This was years before Aphantasia was coined by Adam Zemen at Exitor. Many discussions have taken place since then and I’ve come a long way in my understanding of Aphantasia’s Strengths. I’ll be writing about those thoughts in the coming weeks and months.
How did you first discover your Blind Mind?
Hi there, firstly, a great looking website and some good looking swag, I hope you ship to the UK!
I first found conclusively that I had aphantasia in 2015. I had known I had something for a few years before that, but did not know what. Whenever I had some spare time (like today!) I used to hit google and try and find what it was, but the results always leaned towards ‘face blindness’, but I knew that wasn’t what I had because when I saw someone I recognised them, it was only when I couldn’t see them that the problems occured. How many times have I lost my wife in the aisles of a supermarket and gone looking down for her only to realise I had no idea what she was wearing.
I only put a name to it when I found an article from someone big in the tech industry (Amazon or Google or Facebook? I can’t remember now), I was so happy reading the article thinking Oh wow, this is me! Then soon after, as I wrote in my introduction on this site, I found that my daughter has it too.
Since then I have found two friends who may have aphantasia too, but they showed no interest more than ‘yeah, same here’ when I asked them to close their eyes and try to picture their wife or children.
I find the whole subject really interesting and would love to explore it more. I have done two questionaires for university studies, one here in the UK and one in US, but never heard anything much back, seemed like they just wanted to collect data, not discuss it. I am so interested in what differences it creates between us and visulisers!
I am 82 years old but just learned two weeks ago there was a name for my inability to visualize the characters or scenes in the novels I read, to arrange furniture in a room without graph paper and a tape measure, to do simple math in my head. I graduated top of my class from a major university and even though many of my generation run from using a smart phone, I love technology and would be lost without my MacBook. I’m sure this has helped me compensate and succeed in areas that I might have stumbled in because of my lack of sensory skills.
It was my inquisitive nature that led me to Google “Lack of ability to visualize” and I was shocked to find others have the same issues. I have been aware that I struggled to visualize while reading as a child. I also remember that when my mother told me to try counting sheep, I just lay there seeing how high I could count which I’m sure kept be alert more than it made me drowsy. As I have been looking for more sources of information I was surprised to see questions in the Exeter survey regarding other senses. I have always known I had extremely poor taste and smell ability (I can’t tell sweet from sour, or ginger from cilantro); I have NEVER had a melody stuck in my head, and although I do have a fair ability to recognize faces I could never adequately describe a relative to someone else – I would describe their personality not their features. I just two days ago sent a text to my adult children and grandchildren telling them what I have learned about myself – but evidently I didn’t pass it on to any of them.

__SHORT EXERCISE 1__
Rewrite the aphantasia account starting with "I first found" and going on through "she was wearing.", replacing "supermarket" with "department store".
The aphantasia account and the records are unrelated material.

__DATA PROVIDED__
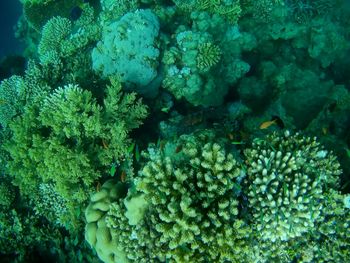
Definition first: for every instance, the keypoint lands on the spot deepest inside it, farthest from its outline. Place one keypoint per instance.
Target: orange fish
(324, 130)
(123, 176)
(105, 145)
(98, 187)
(267, 124)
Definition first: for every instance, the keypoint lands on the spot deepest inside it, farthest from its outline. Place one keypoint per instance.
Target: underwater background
(175, 131)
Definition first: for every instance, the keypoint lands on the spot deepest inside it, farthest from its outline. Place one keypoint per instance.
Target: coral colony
(178, 131)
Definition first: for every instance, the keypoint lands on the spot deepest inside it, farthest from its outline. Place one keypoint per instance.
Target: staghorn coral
(288, 177)
(192, 207)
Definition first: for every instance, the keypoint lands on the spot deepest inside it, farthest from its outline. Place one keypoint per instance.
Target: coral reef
(188, 131)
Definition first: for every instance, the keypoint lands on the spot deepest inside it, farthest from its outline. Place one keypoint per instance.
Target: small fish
(165, 109)
(347, 152)
(324, 130)
(123, 177)
(267, 124)
(275, 120)
(131, 148)
(76, 12)
(137, 153)
(105, 145)
(237, 143)
(178, 148)
(98, 187)
(113, 169)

__SHORT EXERCISE 2__
Please return every line of the labeling records unchanged, leaving out the pictures.

__EXERCISE RESULT 1__
I first found conclusively that I had aphantasia in 2015. I had known I had something for a few years before that, but did not know what. Whenever I had some spare time (like today!) I used to hit google and try and find what it was, but the results always leaned towards ‘face blindness’, but I knew that wasn’t what I had because when I saw someone I recognised them, it was only when I couldn’t see them that the problems occured. How many times have I lost my wife in the aisles of a department store and gone looking down for her only to realise I had no idea what she was wearing.

__EXERCISE RESULT 2__
Definition first: for every instance, the keypoint lands on the spot deepest inside it, farthest from its outline. Place one keypoint per instance.
Target: orange fish
(324, 130)
(123, 176)
(105, 145)
(98, 187)
(267, 124)
Definition first: for every instance, the keypoint lands on the spot deepest inside it, farthest from its outline. Place one keypoint per instance.
Target: underwater background
(175, 131)
Definition first: for every instance, the keypoint lands on the spot deepest inside it, farthest from its outline. Place one keypoint per instance.
Target: coral colony
(178, 131)
Definition first: for every instance, the keypoint lands on the spot deepest inside it, farthest from its outline. Place one keypoint per instance.
Target: staghorn coral
(288, 177)
(192, 207)
Definition first: for every instance, the keypoint lands on the spot deepest inside it, farthest from its outline. Place one keypoint per instance.
Target: coral reef
(188, 131)
Definition first: for every instance, the keypoint lands on the spot deepest inside it, farthest from its outline. Place one keypoint per instance.
Target: small fish
(165, 109)
(347, 152)
(324, 130)
(123, 177)
(267, 124)
(275, 120)
(131, 148)
(76, 12)
(137, 153)
(105, 145)
(237, 143)
(178, 148)
(98, 187)
(113, 169)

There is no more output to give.